Natural-language object grounding data
################
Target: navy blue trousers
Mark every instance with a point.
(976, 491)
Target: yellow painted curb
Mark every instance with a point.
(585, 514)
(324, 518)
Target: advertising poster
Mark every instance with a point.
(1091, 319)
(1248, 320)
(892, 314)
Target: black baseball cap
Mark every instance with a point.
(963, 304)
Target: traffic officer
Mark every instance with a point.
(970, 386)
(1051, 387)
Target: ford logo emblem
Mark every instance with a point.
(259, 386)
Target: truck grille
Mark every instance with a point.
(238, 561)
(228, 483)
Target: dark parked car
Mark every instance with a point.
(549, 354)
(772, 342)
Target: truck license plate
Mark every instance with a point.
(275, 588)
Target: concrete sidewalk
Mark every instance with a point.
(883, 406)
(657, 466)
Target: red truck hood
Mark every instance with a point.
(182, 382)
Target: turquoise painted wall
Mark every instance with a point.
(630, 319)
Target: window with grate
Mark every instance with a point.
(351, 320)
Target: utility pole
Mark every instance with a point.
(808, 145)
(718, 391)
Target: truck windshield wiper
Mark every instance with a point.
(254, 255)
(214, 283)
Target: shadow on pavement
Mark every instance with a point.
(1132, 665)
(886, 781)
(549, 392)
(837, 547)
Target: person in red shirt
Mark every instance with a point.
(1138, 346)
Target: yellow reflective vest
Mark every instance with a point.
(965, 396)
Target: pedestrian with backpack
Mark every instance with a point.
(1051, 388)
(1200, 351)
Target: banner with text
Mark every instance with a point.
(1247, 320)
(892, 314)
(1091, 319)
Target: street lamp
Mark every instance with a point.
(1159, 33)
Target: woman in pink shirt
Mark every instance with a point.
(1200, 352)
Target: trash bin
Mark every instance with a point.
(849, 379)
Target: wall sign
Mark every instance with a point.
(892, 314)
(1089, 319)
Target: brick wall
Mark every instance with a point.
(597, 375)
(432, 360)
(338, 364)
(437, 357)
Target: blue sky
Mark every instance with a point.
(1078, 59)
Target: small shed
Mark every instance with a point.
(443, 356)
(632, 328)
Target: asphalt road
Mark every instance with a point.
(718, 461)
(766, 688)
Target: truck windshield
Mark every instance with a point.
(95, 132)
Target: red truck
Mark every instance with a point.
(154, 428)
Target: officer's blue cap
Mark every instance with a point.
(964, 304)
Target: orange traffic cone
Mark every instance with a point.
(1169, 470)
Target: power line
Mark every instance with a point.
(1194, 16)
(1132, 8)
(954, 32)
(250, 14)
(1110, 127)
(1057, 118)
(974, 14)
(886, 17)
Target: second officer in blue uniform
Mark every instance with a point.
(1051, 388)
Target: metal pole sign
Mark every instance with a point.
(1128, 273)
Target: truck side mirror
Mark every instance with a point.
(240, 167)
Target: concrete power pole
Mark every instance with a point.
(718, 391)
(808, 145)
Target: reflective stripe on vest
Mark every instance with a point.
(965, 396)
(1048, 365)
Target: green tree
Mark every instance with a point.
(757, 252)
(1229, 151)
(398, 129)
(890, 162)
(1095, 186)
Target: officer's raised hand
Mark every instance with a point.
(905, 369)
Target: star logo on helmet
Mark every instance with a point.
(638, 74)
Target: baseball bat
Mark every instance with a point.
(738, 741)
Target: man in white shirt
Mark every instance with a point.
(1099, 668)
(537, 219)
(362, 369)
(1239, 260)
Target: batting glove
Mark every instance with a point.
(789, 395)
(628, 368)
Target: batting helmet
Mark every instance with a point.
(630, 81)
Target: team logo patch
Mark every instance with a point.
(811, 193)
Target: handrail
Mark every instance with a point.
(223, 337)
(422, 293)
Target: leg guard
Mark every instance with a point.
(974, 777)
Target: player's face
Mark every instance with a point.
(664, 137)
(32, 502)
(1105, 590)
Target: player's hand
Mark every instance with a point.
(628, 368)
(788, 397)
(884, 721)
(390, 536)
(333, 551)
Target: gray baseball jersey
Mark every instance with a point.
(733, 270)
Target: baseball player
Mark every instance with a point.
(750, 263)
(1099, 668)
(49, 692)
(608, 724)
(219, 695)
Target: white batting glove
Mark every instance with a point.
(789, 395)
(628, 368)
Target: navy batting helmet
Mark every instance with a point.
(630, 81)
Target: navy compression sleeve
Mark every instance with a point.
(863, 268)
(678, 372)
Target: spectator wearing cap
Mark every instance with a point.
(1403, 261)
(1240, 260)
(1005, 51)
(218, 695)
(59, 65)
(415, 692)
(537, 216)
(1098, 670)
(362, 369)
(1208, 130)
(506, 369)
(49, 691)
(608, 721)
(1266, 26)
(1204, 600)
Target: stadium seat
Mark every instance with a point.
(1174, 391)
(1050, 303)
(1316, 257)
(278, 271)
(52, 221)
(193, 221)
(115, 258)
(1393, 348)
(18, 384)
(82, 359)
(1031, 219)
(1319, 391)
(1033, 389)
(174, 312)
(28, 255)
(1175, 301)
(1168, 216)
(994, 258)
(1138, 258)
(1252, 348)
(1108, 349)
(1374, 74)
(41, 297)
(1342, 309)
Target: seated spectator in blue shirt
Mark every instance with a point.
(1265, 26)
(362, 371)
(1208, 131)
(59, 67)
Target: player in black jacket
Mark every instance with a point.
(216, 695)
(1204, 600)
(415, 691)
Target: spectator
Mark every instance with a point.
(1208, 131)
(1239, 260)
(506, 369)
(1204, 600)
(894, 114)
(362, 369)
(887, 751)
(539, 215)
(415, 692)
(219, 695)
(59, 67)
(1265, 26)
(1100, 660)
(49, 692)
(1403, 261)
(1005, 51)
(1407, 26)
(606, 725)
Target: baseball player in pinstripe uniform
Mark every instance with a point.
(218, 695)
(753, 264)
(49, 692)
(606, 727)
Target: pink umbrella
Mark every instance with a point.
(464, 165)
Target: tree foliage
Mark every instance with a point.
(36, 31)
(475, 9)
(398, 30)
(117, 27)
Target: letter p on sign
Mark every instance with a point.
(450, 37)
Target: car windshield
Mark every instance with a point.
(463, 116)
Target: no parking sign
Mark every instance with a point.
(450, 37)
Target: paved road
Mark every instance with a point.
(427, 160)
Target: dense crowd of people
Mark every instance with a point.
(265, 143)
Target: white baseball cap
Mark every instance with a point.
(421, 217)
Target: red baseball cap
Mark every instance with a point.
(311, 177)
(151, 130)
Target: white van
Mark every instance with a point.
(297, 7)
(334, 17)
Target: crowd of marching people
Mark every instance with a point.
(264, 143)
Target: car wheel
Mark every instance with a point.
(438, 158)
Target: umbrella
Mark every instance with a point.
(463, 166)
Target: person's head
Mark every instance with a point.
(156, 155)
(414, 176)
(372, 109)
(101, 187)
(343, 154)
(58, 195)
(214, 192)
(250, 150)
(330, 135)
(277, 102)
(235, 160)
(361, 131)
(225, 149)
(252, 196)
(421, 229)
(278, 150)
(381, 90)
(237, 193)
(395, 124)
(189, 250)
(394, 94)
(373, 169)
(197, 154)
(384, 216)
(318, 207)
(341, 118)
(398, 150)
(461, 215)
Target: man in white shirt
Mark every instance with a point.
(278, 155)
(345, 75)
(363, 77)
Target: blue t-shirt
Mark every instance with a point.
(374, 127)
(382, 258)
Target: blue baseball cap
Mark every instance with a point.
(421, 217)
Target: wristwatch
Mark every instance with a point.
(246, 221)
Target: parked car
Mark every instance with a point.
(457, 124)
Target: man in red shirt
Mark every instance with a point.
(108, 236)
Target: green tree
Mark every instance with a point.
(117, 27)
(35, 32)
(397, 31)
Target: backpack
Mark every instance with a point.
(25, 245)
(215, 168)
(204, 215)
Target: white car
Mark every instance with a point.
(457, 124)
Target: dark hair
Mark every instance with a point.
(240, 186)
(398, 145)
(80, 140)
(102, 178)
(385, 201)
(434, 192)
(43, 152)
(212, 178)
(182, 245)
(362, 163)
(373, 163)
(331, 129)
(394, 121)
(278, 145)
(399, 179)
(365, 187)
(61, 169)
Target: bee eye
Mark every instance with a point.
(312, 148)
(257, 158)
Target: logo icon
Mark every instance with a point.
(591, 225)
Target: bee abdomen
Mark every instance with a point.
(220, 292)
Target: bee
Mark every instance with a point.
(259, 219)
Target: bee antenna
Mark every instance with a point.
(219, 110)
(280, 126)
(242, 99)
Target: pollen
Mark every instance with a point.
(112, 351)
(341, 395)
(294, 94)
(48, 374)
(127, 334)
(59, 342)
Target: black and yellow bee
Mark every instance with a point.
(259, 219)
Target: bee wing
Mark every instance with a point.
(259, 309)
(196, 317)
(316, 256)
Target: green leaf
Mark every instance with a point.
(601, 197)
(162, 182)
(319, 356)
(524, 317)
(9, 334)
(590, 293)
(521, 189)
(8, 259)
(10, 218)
################
_PROMPT_.
Where a line of the entries contains the word "vest", copy that line.

_TASK OUTPUT_.
Target: yellow reflective vest
Target: reflective stripe on vest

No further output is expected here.